-- START OF Exercise materials --

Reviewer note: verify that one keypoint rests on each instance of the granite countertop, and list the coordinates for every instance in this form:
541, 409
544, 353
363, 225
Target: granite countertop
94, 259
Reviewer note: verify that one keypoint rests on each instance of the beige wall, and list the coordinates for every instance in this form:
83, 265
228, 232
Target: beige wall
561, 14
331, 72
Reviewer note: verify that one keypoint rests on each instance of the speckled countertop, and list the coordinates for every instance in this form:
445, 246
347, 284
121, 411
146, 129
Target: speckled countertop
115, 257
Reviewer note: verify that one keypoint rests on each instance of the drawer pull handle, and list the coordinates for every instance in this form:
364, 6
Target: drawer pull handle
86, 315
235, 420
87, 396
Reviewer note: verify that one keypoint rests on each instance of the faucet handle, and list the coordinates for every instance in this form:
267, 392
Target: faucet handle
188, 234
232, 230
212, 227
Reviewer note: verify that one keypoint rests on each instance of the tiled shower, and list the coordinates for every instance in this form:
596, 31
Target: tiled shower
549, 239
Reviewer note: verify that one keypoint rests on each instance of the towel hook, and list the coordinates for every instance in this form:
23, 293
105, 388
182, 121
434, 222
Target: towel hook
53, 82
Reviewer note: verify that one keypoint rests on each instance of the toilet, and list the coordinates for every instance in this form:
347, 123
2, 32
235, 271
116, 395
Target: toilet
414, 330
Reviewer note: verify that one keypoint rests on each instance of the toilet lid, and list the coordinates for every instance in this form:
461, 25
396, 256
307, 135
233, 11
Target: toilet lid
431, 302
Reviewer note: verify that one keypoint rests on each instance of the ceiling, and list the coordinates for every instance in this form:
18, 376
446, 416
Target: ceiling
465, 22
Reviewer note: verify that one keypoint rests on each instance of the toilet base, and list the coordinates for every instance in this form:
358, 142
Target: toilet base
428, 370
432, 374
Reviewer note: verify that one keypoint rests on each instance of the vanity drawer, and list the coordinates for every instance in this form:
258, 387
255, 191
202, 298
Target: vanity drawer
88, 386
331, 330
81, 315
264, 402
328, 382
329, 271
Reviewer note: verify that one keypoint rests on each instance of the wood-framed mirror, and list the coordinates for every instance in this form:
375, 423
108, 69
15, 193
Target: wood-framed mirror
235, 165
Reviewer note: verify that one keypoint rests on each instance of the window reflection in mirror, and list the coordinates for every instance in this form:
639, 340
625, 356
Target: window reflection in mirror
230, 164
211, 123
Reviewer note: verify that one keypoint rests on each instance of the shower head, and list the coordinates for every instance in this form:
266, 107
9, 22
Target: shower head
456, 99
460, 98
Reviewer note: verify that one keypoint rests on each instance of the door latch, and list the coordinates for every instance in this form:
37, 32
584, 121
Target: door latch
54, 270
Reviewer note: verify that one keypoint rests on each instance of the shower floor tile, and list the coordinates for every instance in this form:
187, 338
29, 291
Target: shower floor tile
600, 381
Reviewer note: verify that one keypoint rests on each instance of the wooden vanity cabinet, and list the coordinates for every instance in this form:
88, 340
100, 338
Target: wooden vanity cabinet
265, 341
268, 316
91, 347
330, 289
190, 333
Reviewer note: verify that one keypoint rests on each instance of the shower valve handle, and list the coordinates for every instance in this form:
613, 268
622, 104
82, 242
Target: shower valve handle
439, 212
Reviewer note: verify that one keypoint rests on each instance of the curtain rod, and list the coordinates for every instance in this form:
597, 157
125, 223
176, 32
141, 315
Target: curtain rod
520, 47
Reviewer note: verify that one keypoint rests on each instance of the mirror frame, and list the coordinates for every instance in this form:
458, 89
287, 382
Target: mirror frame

-- END OF Exercise materials --

Copy every entry above word for word, keeping each line in its original order.

Exercise solution:
Reviewer note: verify that one keypoint rests on each instance of the granite countertop, and list the coordinates for every instance in this form:
541, 409
544, 353
363, 225
Target: granite countertop
94, 259
Reviewer note: verify that one keypoint rests on each instance of the beige wall, and list the coordinates for every instance in this form:
83, 265
228, 232
Target: beige wall
561, 14
331, 72
Reviewer note: verify that one keypoint rests on each instance of the speckled countertop, and list the coordinates for every instance in this form:
445, 246
347, 284
121, 411
146, 129
Target: speckled countertop
115, 257
Reviewer note: verify that one keypoint rests on each instance of the drawer pull handle, and list the coordinates for every instance in this form:
364, 6
Target: drawer pull handle
86, 315
235, 420
87, 396
Reviewer note: verify that one keypoint rests on each instance of the faucet handle, and list the coordinates for every instance in this form:
267, 392
Target: faucet handle
188, 234
232, 230
212, 227
Reviewer note: verify that one keypoint rests on each instance of the tiled shower, and list the coordinates for every instance in this form:
596, 31
Target: tiled shower
549, 239
Reviewer note: verify that one keypoint rests on each instance of the towel hook, and list the coordinates for every instance in this form:
23, 293
105, 388
182, 121
434, 222
Target: towel hook
53, 82
Reviewer note: verify that one keypoint rests on each instance of the toilet, and list the coordinates for every instance in this form:
347, 123
2, 32
235, 271
116, 395
Target: toilet
414, 330
Reviewer note: verify that one keypoint rests on each instance of the toilet lid, and list the coordinates for every instance in this form:
461, 25
396, 256
307, 135
233, 11
Target: toilet lid
431, 302
Reviewer note: verify that one keypoint rests on each instance of the ceiling, and list the coordinates for every instance in this form:
18, 376
446, 416
Target: ceiling
465, 22
Reviewer note: verify that one keypoint rests on each instance of the toilet base, and list the coordinates for every instance in this form:
358, 142
Target: toilet base
428, 370
432, 374
Reviewer note: verify that one keypoint rests on each instance of the vanity drawer, and list the coordinates for every instance in this form:
258, 387
255, 191
202, 298
Target: vanity drawer
88, 386
331, 330
81, 315
264, 402
328, 382
329, 271
Reviewer note: verify that one keypoint rests on each instance of the wood-framed mirror, and list the coordinates for every instance in this form:
375, 423
108, 69
15, 193
Target: wood-framed mirror
235, 165
Reviewer note: verify that one keypoint rests on each instance of the window reflection in mirror, and list the coordinates for every instance in this form:
639, 340
625, 356
Target: window reflection in mirror
230, 164
211, 123
Reviewer note: verify that one keypoint rests on each instance of the shower head, and list the coordinates for every instance in this form:
266, 107
9, 22
Target: shower head
456, 99
460, 98
Reviewer note: verify that one keypoint rests on each instance of the door latch, and list the coordinates for every instance in this form:
37, 32
584, 121
Target: door latch
54, 270
Reviewer note: verify that one keypoint rests on each instance of the shower floor tile, and list the coordinates for every instance in this form:
187, 338
29, 291
Target: shower floor tile
600, 381
Reviewer note: verify that one keypoint rests on each instance of the wooden vanity cabinet, and list the coordinates for every instance in this form:
88, 340
100, 338
Target: wooden vanity cabinet
265, 341
268, 316
91, 347
330, 289
190, 333
Reviewer note: verify that one keypoint rests on each instance of the shower valve handle, and list the coordinates for every instance in this form:
613, 268
622, 104
82, 242
Target: shower valve handle
439, 212
Reviewer note: verify that one keypoint rests on each instance of the curtain rod, and list the coordinates for every instance in this form:
597, 157
125, 223
176, 32
141, 315
Target: curtain rod
520, 47
Reviewer note: verify that one keypoint rests on each instance of the mirror frame, and list the coordinates for every instance in this form:
458, 89
287, 382
Target: mirror frame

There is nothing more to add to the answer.